* Your objective
Go through the lines below one by one and count those holding the string "handrail". Give the count alone.

----

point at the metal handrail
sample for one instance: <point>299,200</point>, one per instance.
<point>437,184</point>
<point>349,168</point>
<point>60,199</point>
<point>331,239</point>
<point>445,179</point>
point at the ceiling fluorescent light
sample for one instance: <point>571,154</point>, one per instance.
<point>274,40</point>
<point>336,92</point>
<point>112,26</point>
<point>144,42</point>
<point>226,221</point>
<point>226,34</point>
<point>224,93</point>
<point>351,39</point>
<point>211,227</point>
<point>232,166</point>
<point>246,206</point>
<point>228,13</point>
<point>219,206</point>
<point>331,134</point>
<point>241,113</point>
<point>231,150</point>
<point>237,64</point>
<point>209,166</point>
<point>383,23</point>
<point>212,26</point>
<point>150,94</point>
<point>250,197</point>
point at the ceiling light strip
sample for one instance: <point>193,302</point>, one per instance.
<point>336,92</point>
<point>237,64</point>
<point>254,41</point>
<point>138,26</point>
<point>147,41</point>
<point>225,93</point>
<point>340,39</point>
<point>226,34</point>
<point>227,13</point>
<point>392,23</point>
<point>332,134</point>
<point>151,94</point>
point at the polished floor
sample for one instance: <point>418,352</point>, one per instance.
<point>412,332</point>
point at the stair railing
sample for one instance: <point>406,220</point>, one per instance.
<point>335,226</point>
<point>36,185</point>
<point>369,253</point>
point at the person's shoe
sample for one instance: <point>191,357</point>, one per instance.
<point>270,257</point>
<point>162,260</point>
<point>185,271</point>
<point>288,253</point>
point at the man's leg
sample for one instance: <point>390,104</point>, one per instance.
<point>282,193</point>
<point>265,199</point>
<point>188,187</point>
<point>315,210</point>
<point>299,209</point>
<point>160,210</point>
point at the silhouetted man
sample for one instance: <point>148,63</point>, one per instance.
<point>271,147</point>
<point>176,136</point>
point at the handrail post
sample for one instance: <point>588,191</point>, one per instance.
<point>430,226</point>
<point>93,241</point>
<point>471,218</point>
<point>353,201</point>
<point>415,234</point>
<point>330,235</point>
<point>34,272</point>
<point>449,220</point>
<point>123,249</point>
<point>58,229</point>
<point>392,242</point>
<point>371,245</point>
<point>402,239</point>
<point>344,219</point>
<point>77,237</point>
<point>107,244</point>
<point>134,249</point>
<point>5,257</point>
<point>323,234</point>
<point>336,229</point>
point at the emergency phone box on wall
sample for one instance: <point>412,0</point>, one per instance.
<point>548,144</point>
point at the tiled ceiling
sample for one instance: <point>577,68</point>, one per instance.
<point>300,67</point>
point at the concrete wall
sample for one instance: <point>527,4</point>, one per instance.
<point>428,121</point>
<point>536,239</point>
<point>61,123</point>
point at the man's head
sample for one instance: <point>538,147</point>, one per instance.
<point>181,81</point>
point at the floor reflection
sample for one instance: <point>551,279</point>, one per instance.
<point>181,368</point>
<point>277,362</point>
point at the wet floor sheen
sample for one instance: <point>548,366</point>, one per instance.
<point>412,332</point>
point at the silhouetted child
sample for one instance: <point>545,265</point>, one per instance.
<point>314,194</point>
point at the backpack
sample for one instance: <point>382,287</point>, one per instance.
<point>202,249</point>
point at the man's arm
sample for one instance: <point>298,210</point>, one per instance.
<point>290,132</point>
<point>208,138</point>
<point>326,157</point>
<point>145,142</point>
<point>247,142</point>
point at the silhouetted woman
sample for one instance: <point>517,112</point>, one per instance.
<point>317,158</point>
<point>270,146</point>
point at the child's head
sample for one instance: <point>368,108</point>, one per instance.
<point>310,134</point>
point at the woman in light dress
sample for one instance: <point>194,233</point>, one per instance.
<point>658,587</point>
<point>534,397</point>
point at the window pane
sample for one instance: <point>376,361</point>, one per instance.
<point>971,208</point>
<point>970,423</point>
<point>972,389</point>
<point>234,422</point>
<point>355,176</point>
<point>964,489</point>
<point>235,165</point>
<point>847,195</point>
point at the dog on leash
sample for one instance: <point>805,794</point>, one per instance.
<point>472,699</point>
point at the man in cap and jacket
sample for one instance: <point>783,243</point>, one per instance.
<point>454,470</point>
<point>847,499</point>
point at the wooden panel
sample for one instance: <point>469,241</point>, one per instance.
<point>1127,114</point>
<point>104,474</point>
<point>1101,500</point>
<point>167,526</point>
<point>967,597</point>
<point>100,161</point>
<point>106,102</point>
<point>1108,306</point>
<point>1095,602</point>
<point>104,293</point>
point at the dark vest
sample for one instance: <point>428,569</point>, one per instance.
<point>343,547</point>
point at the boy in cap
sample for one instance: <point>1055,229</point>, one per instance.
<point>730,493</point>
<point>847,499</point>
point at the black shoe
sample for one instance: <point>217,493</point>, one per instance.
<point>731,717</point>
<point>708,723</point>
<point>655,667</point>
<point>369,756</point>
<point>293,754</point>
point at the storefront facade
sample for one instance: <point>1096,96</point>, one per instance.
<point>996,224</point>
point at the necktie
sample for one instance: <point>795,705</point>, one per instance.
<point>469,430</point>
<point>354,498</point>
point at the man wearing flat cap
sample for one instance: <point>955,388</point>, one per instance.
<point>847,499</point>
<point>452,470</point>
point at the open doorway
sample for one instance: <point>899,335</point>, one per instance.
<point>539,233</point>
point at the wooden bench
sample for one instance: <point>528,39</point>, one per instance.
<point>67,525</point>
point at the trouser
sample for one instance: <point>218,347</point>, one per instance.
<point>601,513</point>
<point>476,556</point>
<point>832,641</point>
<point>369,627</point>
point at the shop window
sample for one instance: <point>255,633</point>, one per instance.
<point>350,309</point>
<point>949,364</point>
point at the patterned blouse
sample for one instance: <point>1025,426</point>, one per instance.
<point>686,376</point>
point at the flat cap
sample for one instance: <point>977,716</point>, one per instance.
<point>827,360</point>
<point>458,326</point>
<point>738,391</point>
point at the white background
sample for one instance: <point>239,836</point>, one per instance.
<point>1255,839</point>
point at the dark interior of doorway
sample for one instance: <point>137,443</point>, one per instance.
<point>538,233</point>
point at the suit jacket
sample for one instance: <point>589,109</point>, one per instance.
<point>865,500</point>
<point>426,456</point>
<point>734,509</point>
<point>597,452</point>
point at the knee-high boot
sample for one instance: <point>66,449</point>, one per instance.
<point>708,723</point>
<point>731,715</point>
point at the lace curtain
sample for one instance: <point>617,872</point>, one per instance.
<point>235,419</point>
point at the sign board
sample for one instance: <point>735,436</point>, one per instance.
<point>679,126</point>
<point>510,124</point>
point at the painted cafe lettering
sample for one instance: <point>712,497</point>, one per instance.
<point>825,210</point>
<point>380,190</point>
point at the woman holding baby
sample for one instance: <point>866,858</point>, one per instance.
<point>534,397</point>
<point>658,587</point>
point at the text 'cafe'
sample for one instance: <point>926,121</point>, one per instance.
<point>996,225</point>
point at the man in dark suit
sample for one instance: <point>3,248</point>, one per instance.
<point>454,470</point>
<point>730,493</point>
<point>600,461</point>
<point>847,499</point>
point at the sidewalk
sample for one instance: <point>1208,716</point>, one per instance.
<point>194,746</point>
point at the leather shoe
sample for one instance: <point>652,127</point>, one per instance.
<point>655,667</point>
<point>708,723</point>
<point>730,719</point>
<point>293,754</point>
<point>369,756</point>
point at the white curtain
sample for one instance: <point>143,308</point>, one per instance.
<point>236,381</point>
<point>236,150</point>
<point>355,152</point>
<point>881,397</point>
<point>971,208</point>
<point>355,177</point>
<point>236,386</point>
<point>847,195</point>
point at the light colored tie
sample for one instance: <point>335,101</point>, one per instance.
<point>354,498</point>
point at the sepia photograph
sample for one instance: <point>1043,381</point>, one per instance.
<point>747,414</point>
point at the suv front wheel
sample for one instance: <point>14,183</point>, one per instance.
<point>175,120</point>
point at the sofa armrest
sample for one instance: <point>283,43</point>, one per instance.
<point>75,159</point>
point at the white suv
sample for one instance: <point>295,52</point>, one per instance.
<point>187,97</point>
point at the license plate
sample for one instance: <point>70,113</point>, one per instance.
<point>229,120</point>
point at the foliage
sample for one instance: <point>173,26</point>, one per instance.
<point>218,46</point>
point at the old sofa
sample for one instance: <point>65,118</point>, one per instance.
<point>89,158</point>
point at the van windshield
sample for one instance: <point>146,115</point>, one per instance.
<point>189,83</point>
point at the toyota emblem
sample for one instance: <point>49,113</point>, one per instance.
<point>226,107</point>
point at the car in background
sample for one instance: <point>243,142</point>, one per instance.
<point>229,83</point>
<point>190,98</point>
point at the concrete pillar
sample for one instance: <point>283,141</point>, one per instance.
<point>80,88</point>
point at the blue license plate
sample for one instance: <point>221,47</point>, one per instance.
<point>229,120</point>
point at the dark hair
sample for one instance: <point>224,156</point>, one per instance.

----

* Response area
2